§ **Task prompt**
What follows is a block of records; restate each one word for word.

§ **Extracted data**
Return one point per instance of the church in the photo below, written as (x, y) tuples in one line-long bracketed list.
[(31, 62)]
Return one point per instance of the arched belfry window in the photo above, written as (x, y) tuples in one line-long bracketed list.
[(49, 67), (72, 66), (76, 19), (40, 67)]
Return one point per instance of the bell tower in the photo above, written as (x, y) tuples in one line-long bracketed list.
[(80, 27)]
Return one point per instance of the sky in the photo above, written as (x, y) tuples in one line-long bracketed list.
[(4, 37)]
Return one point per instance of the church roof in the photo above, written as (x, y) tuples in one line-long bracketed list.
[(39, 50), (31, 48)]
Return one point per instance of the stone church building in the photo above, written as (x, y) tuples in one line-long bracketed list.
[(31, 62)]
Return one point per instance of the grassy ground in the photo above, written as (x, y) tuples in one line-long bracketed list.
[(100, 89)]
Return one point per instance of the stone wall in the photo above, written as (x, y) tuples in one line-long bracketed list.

§ **Answer below**
Return one point per instance of the church in the photo below, written as (x, y) tuples in one line-long bracketed list.
[(31, 62)]
Return one point per instance of the arched belfry window in the photo above, written as (x, y) tuples in one line-long bracketed list.
[(49, 67), (72, 66), (76, 19), (40, 67)]
Return one point per instance of the bell tower in the photo above, written as (x, y) tuples in one line-long bracketed list.
[(80, 27)]
Return one point per instance of the sky in the photo above, written as (x, y) tuples in one line-long bracketed list.
[(4, 37)]
Return one point per instance of the church roof in the photo above, written as (x, y) tuples in one line-long bracketed list.
[(39, 50), (31, 48)]
Return one point per instance of the stone church building in the photo above, written as (x, y) tuples in one line-long bracketed list.
[(31, 62)]
Return one point per instance of the grassy ground in the photo above, written as (x, y) tuples in one line-long bracketed list.
[(100, 89)]
Return one point per instance of the stone wall in the photo above, written as (x, y) tuples in one line-long bracketed list.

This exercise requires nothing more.